---------- Supplied data ----------

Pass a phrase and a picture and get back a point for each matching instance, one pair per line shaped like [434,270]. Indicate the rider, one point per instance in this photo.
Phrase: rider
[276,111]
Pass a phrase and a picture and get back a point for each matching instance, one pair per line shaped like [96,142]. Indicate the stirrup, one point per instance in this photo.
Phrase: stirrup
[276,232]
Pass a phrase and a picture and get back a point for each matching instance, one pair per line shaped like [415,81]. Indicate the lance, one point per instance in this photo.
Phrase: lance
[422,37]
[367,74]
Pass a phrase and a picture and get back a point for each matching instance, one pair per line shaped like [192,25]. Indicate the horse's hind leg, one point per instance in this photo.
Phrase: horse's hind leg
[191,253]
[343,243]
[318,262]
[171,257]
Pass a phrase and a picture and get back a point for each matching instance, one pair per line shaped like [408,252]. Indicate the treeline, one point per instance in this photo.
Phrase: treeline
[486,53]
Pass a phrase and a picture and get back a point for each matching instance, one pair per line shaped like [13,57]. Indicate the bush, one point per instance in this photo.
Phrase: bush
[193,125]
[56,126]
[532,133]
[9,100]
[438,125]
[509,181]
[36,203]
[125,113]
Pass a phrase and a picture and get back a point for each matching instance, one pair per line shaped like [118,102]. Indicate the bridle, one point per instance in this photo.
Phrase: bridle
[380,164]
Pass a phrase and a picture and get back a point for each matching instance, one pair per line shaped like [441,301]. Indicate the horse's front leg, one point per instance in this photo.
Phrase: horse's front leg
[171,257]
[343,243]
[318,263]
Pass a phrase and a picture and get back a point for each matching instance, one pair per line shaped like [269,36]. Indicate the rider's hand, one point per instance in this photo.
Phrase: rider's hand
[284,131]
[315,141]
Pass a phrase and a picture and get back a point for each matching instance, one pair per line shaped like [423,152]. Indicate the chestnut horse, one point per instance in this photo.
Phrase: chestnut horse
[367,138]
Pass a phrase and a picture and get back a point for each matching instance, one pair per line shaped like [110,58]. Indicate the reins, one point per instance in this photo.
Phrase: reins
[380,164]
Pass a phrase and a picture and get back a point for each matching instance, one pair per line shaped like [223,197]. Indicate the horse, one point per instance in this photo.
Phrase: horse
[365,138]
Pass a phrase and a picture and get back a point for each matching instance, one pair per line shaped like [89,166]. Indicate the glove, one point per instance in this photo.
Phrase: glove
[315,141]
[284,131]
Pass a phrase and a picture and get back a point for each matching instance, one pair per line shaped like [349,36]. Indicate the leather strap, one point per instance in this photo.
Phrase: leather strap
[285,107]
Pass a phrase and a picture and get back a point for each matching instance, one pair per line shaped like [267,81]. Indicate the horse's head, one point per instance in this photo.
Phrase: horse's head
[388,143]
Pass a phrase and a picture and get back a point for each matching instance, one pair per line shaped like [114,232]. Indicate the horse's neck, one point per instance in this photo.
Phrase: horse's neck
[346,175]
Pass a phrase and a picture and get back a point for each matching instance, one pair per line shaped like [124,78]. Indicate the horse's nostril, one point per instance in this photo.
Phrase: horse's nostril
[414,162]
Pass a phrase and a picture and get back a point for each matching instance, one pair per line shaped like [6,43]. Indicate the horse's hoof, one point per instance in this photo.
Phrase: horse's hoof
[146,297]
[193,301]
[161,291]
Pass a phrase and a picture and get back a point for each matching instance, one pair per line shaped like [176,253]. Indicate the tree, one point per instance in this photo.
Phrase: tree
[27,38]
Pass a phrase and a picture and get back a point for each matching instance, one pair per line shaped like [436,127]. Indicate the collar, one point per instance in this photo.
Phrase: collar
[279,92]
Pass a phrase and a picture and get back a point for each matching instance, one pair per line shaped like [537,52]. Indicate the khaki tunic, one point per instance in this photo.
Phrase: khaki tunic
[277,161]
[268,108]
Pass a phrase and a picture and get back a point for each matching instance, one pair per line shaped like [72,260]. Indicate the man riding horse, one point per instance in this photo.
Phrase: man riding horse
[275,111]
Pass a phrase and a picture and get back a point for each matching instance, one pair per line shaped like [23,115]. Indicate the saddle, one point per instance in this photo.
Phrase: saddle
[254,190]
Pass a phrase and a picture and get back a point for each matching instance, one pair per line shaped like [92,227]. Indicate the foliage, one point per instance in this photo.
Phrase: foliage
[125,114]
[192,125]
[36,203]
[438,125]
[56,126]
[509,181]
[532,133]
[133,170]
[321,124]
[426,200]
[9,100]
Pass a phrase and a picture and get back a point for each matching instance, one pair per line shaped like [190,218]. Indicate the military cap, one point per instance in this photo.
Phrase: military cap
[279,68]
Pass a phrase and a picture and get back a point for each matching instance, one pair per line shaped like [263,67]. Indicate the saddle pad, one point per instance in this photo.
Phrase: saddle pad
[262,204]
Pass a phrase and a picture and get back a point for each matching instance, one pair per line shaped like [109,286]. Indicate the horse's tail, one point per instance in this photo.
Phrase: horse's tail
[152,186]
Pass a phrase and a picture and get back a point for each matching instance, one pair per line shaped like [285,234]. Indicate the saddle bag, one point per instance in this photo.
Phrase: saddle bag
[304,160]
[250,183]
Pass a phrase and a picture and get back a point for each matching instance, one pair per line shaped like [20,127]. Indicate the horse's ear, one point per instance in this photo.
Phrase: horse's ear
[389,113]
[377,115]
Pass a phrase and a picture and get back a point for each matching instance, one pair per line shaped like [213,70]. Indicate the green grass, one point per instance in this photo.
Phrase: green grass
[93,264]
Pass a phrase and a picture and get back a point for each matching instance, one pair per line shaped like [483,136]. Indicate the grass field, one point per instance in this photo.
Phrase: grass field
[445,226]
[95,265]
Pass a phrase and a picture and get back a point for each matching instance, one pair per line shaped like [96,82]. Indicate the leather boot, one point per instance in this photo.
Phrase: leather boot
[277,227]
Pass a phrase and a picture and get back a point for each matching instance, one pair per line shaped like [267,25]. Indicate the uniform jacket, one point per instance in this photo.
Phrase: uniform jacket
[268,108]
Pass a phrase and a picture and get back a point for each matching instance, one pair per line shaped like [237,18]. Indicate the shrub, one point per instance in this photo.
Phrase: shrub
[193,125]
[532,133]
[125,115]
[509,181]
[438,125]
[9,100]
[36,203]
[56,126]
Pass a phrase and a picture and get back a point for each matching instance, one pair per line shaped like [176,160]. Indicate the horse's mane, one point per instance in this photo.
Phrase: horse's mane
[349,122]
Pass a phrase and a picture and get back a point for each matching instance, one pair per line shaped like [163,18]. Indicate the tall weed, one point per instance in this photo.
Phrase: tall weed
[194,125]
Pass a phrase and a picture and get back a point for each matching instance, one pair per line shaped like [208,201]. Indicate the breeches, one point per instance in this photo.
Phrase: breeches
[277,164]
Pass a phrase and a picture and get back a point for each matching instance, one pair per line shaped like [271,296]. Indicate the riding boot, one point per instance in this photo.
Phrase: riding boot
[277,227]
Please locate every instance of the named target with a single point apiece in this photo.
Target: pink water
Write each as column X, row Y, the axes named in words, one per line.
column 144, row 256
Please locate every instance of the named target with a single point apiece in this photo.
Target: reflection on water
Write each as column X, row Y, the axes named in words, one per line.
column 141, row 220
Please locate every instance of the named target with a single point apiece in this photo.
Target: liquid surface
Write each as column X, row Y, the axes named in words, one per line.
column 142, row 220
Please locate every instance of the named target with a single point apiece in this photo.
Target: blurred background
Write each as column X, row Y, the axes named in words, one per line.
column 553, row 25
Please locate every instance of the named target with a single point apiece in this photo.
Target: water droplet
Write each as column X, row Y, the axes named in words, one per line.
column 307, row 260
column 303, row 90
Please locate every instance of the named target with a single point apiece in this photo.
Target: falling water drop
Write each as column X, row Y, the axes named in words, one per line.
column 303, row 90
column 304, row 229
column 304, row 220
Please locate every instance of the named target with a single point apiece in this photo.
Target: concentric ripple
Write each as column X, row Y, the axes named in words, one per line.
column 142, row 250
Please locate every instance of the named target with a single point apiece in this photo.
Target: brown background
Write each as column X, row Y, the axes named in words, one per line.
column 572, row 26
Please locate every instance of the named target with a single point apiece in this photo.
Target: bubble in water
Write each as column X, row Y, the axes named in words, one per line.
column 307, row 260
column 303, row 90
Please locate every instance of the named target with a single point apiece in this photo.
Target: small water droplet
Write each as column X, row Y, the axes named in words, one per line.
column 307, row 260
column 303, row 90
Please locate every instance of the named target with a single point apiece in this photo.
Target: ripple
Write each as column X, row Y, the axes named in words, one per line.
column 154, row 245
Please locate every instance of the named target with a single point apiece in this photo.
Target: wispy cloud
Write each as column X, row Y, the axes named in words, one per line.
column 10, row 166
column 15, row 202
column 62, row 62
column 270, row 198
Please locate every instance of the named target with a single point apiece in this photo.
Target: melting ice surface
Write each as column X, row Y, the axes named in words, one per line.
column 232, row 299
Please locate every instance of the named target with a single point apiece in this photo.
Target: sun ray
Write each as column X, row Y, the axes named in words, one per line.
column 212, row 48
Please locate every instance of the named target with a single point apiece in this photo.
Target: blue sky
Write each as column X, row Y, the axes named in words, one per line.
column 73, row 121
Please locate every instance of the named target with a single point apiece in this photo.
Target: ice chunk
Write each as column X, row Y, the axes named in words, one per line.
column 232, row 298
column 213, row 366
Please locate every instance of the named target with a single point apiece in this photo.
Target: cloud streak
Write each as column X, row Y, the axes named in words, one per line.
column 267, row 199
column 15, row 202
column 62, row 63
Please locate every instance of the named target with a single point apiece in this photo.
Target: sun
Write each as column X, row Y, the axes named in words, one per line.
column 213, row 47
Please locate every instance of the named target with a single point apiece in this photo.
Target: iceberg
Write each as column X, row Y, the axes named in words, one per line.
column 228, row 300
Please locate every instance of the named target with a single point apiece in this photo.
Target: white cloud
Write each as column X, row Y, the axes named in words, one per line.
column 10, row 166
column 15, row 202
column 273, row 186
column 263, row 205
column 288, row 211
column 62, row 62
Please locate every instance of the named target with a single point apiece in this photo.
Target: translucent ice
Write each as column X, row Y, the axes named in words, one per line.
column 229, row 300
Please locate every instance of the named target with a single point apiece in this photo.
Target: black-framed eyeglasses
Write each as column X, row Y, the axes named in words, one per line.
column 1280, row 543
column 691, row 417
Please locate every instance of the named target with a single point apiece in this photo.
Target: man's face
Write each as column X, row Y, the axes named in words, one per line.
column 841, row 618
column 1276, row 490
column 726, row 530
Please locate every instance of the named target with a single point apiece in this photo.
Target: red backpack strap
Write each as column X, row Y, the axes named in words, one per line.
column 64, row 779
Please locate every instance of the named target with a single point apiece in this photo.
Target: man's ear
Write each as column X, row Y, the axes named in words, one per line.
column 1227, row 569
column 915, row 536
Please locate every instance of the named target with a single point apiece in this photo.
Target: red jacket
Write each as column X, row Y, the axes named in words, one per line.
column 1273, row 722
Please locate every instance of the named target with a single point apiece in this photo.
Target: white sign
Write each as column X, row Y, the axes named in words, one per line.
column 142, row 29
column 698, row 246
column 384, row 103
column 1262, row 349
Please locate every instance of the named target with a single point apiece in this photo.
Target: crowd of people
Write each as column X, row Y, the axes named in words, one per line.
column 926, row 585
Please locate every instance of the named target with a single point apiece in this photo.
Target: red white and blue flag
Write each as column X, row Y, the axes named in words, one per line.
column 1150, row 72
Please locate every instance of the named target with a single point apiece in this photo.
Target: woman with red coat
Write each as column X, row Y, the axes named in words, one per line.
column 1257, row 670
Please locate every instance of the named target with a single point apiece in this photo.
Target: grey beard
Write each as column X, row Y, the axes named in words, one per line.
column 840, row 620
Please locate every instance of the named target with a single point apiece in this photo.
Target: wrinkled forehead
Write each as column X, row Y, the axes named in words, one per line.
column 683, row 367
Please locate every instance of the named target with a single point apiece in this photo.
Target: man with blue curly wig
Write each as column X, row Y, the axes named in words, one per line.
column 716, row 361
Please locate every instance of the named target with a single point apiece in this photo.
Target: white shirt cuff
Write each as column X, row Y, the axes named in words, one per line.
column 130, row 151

----------

### What the exercise asks
Filter the lines above, keeping each one that contains the string "ripple".

### Your solution
Target: concentric ripple
Target: ripple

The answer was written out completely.